AIM OF THE EXERCISE -> Copy the lines verbatim, beginning with the line that contains "Mark the innermost point of each instance of the chimney, given" and continuing through the end of the data, and only those lines.

(Part of a data file)
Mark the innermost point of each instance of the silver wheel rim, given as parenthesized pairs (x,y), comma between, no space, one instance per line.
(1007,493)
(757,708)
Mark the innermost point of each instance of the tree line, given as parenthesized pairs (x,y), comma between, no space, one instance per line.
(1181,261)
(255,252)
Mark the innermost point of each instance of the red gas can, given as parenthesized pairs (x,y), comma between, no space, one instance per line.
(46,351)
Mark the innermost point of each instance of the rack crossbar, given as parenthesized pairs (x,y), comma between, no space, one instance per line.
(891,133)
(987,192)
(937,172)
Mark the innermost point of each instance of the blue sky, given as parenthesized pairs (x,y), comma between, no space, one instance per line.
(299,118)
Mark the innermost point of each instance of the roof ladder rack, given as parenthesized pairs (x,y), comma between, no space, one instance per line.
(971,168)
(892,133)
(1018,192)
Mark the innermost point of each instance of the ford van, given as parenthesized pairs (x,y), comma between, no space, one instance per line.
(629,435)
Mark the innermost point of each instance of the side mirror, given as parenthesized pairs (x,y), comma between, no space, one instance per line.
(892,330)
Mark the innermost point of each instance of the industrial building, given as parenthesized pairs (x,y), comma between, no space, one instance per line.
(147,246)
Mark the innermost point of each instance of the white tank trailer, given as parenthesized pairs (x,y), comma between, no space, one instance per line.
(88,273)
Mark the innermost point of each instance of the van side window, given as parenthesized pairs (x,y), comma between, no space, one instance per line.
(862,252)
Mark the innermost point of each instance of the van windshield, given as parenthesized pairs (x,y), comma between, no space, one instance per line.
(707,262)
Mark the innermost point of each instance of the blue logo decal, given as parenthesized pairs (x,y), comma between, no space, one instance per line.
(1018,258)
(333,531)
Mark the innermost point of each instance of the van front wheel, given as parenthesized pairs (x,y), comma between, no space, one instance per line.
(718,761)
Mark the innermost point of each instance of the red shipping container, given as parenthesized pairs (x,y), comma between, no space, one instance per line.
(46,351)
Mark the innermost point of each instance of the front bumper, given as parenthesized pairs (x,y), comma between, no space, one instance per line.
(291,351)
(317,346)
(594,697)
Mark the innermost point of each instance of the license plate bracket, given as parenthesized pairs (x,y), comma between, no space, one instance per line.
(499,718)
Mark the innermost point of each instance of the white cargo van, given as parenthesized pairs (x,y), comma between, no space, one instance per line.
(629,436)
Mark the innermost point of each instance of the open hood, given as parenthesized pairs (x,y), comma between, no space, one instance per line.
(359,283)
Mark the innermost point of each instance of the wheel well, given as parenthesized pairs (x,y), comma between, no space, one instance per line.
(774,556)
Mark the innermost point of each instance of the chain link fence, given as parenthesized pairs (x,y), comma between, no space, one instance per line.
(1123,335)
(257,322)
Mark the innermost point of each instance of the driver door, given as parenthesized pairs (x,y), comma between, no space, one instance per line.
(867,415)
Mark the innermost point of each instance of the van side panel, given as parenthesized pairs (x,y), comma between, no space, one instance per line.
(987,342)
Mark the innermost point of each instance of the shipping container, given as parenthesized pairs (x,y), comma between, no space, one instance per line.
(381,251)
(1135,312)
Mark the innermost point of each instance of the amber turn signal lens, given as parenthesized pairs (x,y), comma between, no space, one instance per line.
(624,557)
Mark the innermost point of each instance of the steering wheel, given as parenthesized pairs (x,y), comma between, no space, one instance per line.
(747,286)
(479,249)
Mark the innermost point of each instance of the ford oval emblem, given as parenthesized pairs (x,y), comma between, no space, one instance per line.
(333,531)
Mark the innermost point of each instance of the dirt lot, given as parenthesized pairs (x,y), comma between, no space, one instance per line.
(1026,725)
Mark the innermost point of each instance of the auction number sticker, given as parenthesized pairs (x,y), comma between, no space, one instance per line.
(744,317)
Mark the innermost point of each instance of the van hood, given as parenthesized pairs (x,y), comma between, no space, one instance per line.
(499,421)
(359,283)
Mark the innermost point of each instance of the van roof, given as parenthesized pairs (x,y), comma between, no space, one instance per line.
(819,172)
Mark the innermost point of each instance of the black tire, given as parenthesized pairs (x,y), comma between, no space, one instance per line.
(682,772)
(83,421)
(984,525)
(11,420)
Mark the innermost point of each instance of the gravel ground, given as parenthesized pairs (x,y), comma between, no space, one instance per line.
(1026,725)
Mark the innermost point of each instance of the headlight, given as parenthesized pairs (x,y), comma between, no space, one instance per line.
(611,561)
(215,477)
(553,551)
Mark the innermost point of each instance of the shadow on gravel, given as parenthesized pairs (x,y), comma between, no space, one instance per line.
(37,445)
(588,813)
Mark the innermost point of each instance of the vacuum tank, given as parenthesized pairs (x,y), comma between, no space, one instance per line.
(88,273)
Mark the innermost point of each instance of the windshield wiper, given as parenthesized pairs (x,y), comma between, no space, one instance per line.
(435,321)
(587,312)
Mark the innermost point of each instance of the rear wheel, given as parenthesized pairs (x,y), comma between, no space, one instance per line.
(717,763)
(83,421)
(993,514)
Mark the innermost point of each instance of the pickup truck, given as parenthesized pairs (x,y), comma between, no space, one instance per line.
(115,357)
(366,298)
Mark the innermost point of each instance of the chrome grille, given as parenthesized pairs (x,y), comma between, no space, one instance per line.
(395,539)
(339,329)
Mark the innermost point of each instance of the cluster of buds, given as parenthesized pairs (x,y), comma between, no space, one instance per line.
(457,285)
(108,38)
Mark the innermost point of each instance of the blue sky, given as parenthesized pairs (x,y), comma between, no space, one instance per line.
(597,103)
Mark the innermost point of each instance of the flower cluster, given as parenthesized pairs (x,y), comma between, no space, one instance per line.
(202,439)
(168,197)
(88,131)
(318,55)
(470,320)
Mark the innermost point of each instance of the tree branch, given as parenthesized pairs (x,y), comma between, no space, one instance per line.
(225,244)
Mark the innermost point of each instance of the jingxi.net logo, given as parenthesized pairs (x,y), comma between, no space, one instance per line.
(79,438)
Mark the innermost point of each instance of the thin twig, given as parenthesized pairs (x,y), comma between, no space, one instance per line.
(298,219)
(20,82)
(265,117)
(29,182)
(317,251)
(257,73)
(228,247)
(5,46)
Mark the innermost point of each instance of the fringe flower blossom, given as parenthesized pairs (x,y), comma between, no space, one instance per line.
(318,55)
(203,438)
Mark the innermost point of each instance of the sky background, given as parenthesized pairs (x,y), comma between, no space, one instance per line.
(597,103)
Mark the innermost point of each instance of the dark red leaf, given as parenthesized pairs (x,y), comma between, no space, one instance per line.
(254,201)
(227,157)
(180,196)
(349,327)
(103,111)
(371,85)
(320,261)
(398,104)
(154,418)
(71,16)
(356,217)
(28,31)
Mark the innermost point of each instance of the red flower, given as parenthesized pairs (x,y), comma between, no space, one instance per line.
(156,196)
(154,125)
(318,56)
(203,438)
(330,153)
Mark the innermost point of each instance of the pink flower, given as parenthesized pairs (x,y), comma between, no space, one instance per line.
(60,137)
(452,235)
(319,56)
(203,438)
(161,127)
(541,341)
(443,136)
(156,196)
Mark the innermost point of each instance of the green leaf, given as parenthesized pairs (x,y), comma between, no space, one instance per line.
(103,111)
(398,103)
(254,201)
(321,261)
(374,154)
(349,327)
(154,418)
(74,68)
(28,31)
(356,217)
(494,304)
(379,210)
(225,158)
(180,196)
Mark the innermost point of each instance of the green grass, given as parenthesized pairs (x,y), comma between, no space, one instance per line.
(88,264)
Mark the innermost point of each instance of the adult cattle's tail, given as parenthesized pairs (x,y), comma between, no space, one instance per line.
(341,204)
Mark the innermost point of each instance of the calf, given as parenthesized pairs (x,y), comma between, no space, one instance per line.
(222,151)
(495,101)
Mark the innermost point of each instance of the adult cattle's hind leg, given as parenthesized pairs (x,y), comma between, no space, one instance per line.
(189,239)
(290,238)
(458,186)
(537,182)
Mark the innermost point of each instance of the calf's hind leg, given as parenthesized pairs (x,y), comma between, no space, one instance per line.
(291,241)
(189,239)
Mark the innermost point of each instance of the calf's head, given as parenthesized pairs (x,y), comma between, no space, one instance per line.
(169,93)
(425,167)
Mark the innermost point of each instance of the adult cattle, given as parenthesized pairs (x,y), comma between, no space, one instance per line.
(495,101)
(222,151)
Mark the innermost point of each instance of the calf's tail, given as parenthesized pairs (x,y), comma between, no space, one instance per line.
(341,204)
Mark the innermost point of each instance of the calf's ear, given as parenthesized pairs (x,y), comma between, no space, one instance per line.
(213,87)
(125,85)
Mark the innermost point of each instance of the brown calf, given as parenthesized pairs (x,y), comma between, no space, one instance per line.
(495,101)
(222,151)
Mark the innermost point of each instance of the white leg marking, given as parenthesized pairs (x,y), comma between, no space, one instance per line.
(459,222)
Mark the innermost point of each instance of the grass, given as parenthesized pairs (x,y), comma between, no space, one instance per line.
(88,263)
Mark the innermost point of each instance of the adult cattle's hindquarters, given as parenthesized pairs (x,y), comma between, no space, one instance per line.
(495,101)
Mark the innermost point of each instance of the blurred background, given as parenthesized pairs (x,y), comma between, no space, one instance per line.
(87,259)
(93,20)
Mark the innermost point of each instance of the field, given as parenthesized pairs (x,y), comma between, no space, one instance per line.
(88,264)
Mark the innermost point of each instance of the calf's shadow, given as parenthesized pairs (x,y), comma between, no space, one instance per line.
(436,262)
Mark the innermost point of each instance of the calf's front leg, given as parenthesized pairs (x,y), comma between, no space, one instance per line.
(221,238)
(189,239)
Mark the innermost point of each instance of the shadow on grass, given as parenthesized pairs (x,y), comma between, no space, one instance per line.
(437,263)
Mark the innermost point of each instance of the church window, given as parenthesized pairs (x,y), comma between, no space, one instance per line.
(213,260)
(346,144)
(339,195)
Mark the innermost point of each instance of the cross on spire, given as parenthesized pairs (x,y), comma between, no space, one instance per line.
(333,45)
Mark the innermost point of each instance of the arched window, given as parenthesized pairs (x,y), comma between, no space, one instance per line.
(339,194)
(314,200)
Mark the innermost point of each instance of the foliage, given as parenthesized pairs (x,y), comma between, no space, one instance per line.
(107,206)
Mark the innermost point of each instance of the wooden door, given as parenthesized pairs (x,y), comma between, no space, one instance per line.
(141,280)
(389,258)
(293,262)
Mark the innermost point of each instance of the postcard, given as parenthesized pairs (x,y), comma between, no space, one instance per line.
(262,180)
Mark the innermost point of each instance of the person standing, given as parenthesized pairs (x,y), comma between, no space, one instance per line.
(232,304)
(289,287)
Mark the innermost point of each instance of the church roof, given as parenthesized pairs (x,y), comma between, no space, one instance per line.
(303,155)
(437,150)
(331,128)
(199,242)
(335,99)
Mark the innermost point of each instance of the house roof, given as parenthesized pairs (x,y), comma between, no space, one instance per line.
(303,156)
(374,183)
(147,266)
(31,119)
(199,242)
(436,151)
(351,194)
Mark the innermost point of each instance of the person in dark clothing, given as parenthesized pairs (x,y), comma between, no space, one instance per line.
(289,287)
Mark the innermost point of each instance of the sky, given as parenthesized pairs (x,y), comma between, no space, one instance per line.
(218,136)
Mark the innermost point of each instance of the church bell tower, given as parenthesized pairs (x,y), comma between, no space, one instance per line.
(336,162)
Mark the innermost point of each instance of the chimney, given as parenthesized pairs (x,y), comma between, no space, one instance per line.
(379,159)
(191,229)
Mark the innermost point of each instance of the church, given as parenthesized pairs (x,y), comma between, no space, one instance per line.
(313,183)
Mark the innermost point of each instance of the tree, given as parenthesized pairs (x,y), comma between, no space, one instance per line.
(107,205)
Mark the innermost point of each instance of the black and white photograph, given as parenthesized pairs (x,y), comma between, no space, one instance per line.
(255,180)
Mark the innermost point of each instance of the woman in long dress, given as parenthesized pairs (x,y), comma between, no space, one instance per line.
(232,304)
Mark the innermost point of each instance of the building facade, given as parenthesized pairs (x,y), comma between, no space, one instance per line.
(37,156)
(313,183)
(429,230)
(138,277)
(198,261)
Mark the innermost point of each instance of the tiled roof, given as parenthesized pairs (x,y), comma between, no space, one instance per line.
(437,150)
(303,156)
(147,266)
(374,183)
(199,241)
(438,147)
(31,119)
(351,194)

ANSWER BELOW ->
Mark the innermost point of each instance of the chimney, given as parenthesized pairs (x,y), comma between, no space, one instance per line.
(379,159)
(191,229)
Mark the innermost point of each instance of the church, given as parenthesized pairs (x,y), comma between, no space, one instance per line.
(313,183)
Mark the innermost point of each instance of the tree, given as parenthesized pairs (x,y), comma between, no space, one instance per line.
(107,205)
Mark the innermost point of each instance of the black and white photograph, given as parenthesized pairs (x,y), comma between, no space, one instance per line.
(255,180)
Mark the innermost point of each instance of the woman in long dress, given as parenthesized pairs (x,y), comma between, no space, one instance per line.
(232,304)
Mark the innermost point of each instance of the building facade, given as parenthesized pairs (x,y), comma between, no space, one instance per line.
(37,156)
(313,183)
(429,230)
(138,277)
(198,261)
Mark the innermost point of each instance of the tiled roof, given as parenthesized pairs (x,y), comma between, no space, one instance per line.
(437,150)
(303,156)
(147,266)
(374,183)
(199,241)
(438,147)
(31,119)
(351,194)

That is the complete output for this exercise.